Required task — Transcribe each line of the listing below without any changes.

Lines of data
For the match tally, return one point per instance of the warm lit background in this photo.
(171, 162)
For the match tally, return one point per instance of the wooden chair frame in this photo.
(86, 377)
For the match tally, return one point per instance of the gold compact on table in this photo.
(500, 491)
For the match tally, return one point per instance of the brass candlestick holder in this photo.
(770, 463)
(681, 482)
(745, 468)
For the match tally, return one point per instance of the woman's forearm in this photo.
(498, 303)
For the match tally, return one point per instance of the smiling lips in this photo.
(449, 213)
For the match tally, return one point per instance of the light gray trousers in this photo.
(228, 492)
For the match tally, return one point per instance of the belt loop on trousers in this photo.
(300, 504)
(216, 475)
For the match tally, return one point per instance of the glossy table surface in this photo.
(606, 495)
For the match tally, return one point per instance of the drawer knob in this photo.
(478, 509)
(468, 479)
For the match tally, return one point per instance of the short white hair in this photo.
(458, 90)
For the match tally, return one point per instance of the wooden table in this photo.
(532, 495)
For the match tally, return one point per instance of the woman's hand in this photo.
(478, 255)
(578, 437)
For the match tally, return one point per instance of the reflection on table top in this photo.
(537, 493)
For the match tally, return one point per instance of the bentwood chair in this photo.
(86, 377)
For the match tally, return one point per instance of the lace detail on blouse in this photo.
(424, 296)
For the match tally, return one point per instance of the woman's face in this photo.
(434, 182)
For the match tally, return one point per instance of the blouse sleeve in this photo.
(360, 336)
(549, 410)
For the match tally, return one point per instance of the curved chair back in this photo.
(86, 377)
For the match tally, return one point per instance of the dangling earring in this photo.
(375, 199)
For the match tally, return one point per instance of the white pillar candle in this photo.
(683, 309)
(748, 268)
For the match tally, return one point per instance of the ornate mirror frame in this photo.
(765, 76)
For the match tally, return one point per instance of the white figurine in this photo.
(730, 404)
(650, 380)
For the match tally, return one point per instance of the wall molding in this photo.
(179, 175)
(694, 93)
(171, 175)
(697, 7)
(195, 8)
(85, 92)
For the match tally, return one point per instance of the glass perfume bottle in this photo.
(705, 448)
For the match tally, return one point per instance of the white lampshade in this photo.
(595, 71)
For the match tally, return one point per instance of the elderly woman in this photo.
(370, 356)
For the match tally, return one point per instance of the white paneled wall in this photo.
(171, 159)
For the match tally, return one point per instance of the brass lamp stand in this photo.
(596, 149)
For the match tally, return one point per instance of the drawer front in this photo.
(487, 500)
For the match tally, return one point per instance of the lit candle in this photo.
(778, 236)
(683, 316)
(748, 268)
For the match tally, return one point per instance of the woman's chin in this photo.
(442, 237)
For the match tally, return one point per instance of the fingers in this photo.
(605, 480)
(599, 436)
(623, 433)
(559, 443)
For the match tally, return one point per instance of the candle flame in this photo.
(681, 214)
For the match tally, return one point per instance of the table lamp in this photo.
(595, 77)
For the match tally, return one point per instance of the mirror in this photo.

Complete output —
For the match tally, return one point per instance of the warm lit background in this photo.
(171, 162)
For the match tally, return one point per instance of the wooden chair frame in this photo.
(86, 377)
For the match tally, return one point per instance of the gold compact on table in this photo.
(500, 491)
For the match tally, return one point per instance of the brass candlestick holder in this photo.
(770, 463)
(681, 482)
(745, 468)
For the match tally, return one point per instance of the woman's forearm in this photo.
(498, 303)
For the match tally, return one point per instance of the smiling lips in this photo.
(449, 213)
For the match tally, return one point per instance of the light gray trousers in this photo.
(228, 492)
For the match tally, return one point per instance of the belt loop on trousers in this photo.
(300, 504)
(216, 475)
For the match tally, return one point per instance of the glossy table surface in this photo.
(606, 495)
For the match tally, return one point per instance of the drawer knob in this photo.
(478, 509)
(468, 479)
For the match tally, return one point per instance of the short white hair in this photo.
(458, 90)
For the match tally, return one point per instance of the wooden table in this photo.
(532, 495)
For the match tally, return one point per instance of the woman's hand in this photo.
(478, 255)
(578, 437)
For the match tally, return one point per instance of the reflection on table top in this photo.
(537, 493)
For the match tally, return one point per instance of the bentwood chair in this photo.
(86, 377)
For the match tally, return one point per instance of the lace detail on blouse in this photo.
(424, 296)
For the match tally, return one point per instance of the woman's face in this photo.
(434, 182)
For the match tally, return one point per instance of the blouse sleeve in this photo.
(360, 336)
(549, 410)
For the match tally, return one point per instance of the curved chair back in this photo.
(86, 377)
For the match tally, return one point per instance of the dangling earring in this photo.
(375, 199)
For the match tally, return one point per instance of the white pillar candle in this photo.
(683, 309)
(748, 268)
For the match tally, return one point per instance of the ornate mirror frame in this photo.
(765, 76)
For the match tally, return one point per instance of the white figurine in this photo.
(730, 404)
(650, 380)
For the match tally, return one point per instance of the wall molding in this photo.
(179, 175)
(694, 93)
(171, 175)
(697, 7)
(195, 8)
(85, 92)
For the match tally, return one point per instance of the glass perfume bottle in this photo.
(705, 448)
For the match tally, return one point per instance of the white lampshade in this photo.
(595, 71)
For the match tally, return one point per instance of the elderly woman in this photo.
(370, 356)
For the match tally, return one point per instance of the white paneled wall in this photo.
(171, 159)
For the match tally, return one point per instance of the brass lamp stand in this photo.
(596, 149)
For the match tally, return one point per instance of the drawer front in this photo.
(487, 500)
For the match tally, return one point per instance of the lit candle in this photo.
(778, 236)
(683, 316)
(748, 268)
For the match tally, return one point per instance of the woman's chin in this photo.
(442, 237)
For the match tally, return one point per instance of the fingers in this photo.
(605, 480)
(599, 436)
(623, 433)
(559, 443)
For the match tally, return one point per instance of the candle flame in this photo.
(681, 214)
For the match tally, return one point per instance of the table lamp in this photo.
(595, 77)
For the match tally, return one point per instance of the mirror in this photo.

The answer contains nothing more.